▶ _Tasks_
- a) In the passage on re-opening during the pandemic, what do Trump and his supporters threaten to withhold from communities that won't follow his wishes on schools?
- b) Please continue the passage on re-opening during the pandemic, picking up after its final sentence.

▶ _Extracted text_
"""

Then, as now, conservatives tried to frame the issue as a choice between re-opening and staying stuck in quarantine indefinitely. Those less moored to reality, including the President, insisted that proponents of quarantines were only motivated by a desire to undermine Trump's prospects for re-election. The real divide at the time was between those of us who wanted to follow the science, build up adequate testing and contact-tracing capacity and re-open safely once the rate of infection had declined, and those, mostly on the right, who wanted to re-open prematurely either because they believed we'd achieve herd immunity if we let the outbreak run its course or because they thought Covid-19 was a "hoax" that was no more serious than the seasonal flu.

Today, every parent is dying to get their kids back in school, regardless of their political leanings, ethnicity, socio-economic status, etc. Most parents--and most communities--are rightly wary about sending their kids to congregate indoors in the midst of the pandemic. And once again, Trump and his supporters are heedless of the obvious dangers, claiming that the guidelines issued by his own Centers for Disease Control and Prevention (CDC) for doing so safely are too onerous and threatening to withhold federal dollars from communities that won't bend to his will.

And just as with the question of when to re-open businesses, Trump's narcissism renders him incapable of grasping that people actually care about not getting sick or dying.

Republicans won the fight over re-opening. States with Democratic governors did so more cautiously--with stricter rules in place and populations that are on average more accommodating to wearing masks in public--but re-open they did. In most cases, they did so at a time when most epidemiologists said it was still too soon, and that was in large part due to coercion by the federal government.

"""

▶ _Recorded information_
"""

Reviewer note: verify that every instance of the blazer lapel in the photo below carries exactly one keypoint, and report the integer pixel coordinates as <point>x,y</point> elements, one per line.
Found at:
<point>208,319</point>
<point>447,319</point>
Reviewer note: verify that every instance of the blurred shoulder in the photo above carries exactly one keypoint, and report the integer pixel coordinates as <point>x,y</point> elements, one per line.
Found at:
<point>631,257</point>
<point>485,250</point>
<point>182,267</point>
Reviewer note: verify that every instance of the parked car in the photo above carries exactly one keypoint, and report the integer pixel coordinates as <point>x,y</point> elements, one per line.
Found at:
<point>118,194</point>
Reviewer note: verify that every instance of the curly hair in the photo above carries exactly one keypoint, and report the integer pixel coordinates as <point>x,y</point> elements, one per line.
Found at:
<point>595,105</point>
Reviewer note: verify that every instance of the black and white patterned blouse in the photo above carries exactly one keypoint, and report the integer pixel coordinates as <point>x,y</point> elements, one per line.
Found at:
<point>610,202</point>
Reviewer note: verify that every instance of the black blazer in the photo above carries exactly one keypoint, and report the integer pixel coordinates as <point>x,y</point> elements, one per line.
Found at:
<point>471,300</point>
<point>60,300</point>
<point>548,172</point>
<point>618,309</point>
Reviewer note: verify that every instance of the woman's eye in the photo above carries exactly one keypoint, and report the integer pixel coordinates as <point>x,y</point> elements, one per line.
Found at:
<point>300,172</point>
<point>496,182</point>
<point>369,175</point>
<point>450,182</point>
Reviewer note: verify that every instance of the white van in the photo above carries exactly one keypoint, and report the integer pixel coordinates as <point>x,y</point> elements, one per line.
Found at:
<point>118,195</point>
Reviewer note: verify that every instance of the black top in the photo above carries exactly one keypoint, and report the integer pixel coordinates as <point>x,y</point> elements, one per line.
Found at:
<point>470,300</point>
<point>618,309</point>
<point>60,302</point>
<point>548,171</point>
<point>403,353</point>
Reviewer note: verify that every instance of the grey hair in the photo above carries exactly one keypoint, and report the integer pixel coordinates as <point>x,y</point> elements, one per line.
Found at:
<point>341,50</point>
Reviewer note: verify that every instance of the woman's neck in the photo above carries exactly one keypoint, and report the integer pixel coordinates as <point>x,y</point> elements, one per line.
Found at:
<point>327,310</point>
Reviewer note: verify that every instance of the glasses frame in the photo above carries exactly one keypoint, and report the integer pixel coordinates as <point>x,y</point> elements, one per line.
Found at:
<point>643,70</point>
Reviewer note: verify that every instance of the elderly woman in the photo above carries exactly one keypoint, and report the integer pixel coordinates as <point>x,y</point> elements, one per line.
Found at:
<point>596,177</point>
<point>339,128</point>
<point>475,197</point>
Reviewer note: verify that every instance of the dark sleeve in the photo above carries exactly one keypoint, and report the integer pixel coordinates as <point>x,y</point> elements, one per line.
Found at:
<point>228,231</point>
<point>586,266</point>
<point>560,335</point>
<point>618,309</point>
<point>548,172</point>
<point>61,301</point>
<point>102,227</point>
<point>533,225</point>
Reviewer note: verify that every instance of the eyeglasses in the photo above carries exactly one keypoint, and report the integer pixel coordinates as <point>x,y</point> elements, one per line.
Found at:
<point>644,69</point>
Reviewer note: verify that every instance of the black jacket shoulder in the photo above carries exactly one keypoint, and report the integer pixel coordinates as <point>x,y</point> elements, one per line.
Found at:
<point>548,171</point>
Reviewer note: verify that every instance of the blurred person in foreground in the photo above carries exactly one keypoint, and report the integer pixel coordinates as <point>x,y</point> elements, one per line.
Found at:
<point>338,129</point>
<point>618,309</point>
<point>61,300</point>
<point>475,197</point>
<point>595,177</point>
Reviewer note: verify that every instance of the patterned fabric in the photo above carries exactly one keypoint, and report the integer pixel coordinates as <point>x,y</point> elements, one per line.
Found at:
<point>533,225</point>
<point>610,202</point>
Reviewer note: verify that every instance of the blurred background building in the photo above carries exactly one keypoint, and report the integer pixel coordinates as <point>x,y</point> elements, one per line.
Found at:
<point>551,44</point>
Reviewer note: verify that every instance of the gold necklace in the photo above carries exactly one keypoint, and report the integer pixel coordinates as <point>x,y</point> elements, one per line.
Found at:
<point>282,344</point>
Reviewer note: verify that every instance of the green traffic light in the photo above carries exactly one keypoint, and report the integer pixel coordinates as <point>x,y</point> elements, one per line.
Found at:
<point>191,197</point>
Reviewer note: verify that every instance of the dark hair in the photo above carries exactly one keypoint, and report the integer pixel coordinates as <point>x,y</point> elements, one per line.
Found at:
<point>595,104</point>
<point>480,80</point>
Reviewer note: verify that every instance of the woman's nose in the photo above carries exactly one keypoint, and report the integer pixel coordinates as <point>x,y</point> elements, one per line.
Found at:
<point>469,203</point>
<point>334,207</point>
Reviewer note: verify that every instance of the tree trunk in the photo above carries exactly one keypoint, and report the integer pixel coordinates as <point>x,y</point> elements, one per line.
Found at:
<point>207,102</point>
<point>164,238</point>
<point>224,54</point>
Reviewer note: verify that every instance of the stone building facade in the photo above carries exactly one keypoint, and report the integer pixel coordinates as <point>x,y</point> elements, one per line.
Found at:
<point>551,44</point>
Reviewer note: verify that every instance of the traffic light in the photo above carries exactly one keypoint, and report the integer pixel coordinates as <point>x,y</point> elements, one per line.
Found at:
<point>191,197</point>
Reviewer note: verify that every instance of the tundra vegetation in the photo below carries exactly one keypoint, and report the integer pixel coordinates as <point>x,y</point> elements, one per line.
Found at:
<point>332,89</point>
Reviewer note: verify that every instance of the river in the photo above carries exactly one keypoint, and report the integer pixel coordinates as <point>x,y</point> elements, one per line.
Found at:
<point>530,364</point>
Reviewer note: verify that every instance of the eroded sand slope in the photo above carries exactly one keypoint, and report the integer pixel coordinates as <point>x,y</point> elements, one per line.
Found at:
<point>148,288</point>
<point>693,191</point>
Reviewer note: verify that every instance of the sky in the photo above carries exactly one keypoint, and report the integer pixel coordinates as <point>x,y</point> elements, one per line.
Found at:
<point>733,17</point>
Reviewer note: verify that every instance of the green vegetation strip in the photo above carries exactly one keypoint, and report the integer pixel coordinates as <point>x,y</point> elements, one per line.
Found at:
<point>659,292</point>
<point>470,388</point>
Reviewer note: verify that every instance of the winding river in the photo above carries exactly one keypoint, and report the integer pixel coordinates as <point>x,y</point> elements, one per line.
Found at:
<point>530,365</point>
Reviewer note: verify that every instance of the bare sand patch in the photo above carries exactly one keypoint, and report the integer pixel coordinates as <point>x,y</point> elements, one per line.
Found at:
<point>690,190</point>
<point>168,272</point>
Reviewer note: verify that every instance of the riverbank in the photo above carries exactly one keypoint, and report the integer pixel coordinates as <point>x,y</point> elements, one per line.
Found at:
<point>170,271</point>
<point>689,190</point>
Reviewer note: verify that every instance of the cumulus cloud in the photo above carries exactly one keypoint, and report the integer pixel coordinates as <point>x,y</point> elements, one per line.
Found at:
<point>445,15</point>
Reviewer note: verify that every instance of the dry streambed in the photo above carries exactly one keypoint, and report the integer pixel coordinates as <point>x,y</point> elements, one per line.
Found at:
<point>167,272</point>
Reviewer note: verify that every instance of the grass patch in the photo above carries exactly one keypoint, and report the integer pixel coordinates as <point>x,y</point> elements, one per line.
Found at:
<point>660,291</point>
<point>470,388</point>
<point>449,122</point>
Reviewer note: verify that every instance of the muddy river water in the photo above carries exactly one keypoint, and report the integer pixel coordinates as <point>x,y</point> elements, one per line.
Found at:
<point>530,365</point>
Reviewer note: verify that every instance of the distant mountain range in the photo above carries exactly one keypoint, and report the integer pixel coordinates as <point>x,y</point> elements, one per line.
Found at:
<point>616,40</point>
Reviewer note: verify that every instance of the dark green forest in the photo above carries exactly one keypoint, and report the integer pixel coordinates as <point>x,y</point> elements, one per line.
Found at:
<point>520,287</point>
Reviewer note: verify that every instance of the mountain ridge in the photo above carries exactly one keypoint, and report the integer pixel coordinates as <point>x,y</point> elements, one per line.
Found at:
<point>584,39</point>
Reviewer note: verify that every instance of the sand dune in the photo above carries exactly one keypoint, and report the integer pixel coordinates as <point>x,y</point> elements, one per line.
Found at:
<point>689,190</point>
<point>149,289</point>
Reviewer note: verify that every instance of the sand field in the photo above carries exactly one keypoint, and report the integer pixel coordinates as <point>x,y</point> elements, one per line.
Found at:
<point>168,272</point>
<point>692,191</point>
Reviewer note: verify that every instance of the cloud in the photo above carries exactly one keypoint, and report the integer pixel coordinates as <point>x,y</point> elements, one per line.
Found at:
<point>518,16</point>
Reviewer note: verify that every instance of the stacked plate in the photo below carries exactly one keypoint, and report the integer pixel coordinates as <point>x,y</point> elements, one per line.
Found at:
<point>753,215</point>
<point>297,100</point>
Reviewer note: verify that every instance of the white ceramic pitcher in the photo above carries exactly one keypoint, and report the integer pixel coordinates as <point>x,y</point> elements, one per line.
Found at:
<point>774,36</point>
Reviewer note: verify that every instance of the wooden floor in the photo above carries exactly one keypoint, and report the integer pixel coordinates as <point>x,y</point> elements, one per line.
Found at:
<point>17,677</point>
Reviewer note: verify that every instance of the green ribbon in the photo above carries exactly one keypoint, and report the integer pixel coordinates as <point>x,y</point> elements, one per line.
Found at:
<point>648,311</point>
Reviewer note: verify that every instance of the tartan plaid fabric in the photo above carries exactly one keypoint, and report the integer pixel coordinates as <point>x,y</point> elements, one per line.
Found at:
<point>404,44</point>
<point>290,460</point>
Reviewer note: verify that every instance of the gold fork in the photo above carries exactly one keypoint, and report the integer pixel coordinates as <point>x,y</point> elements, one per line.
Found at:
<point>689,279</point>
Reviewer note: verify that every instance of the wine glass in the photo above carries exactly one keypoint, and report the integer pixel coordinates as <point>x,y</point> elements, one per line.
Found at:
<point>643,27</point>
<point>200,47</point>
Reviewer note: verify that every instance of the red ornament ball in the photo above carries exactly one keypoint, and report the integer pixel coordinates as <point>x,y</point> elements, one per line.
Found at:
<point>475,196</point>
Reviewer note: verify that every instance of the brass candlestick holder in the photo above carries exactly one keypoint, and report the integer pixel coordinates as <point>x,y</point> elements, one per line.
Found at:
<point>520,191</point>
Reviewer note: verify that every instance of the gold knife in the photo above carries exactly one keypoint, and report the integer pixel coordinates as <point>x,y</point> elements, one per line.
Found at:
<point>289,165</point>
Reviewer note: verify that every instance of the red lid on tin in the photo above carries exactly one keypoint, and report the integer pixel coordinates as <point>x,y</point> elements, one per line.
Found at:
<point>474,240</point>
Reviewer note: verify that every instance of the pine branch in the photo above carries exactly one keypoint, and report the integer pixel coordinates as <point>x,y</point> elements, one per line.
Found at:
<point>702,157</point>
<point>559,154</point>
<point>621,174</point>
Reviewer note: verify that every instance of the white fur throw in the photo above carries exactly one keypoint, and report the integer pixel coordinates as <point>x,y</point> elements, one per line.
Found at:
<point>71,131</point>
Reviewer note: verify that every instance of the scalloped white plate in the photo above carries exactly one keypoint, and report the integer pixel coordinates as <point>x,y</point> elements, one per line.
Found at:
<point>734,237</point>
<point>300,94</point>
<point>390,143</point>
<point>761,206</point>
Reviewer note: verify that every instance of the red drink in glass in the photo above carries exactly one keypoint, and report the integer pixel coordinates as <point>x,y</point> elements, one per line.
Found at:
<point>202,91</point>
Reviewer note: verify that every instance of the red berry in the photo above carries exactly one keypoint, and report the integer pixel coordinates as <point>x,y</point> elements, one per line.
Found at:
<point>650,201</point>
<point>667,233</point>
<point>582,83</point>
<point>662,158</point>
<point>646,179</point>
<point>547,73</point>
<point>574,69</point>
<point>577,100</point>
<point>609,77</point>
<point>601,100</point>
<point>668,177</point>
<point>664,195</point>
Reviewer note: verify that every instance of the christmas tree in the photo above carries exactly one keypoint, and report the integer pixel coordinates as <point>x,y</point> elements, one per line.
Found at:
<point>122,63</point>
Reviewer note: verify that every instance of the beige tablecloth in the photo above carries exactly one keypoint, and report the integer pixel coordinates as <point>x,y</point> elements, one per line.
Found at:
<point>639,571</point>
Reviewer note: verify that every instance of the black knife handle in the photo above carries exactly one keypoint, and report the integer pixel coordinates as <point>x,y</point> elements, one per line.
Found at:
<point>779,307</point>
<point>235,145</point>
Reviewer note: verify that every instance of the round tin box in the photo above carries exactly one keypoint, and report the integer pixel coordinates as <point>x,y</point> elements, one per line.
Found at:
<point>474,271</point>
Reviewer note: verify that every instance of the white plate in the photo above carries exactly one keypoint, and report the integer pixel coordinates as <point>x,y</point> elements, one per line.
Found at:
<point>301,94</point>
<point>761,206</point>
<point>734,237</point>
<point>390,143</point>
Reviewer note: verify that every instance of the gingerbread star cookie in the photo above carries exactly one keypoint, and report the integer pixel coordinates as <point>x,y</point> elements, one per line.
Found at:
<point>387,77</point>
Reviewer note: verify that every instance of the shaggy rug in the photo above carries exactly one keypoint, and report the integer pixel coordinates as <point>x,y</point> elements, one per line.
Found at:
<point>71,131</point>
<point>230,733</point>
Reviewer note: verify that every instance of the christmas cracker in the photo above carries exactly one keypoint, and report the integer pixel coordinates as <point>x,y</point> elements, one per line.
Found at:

"""

▶ _Answers below_
- a) Federal dollars.

- b)
As I wrote last week, the GOP, which has long championed local control of government and states' rights when it was convenient, gave them little choice:

Trump and his party have steadfastly refused to include aid to state and local governments in the $3.6 trillion in Covid-19 relief funds doled out by the federal government to date.

The lockdowns have decimated state revenues even as their healthcare and other safety-net costs spiked. States are limited in their ability to borrow, so they’ve faced intense pressure to try to get their economies moving again to avoid massive layoffs that economists say would turn a crippling recession into another Great Depression.

Pushing to re-open without adequate planning in place to contain new outbreaks has proven disastrous.  California, Georgia, Florida and states across the Southwest State face staggering numbers of new infections. But state and local budgets remain a historic mess and the regime still believes that it can wish away Covid-19, get back to normal and have a decent shot at winning a second term in November. So they're going back to the playbook they used to force states to go along with their strategy.

It's not hard to see how this will play out. Republicans will try to turn opening schools into a political football. They'll argue that the harms of keeping kids at home outweigh the risks instead of developing any serious plans for opening schools back up safely or making the necessary investments to do so. The public, which polls consistently found to be opposed to re-opening the economy before the outbreak was contained, will not be on their side--certainly not with their kids' health in the balance.

And then, because policies grounded in delusion are inevitably overtaken by reality,  it will become apparent that we're nowhere near ready to re-open schools and Republicans will have no choice but to reluctantly acquiesce.  Some states with low infection rates and decent governance may be able to pull it off, but most kids will remain stuck at home, and their parents will be stuck with them.

When that happens, it's important to remember that nobody ever wanted to keep schools closed for a moment longer than necessary, and to connect the hardship of home-schooling one's stir-crazy children with Republicans' steadfast refusal to manage anything other than the politics of this pandemic.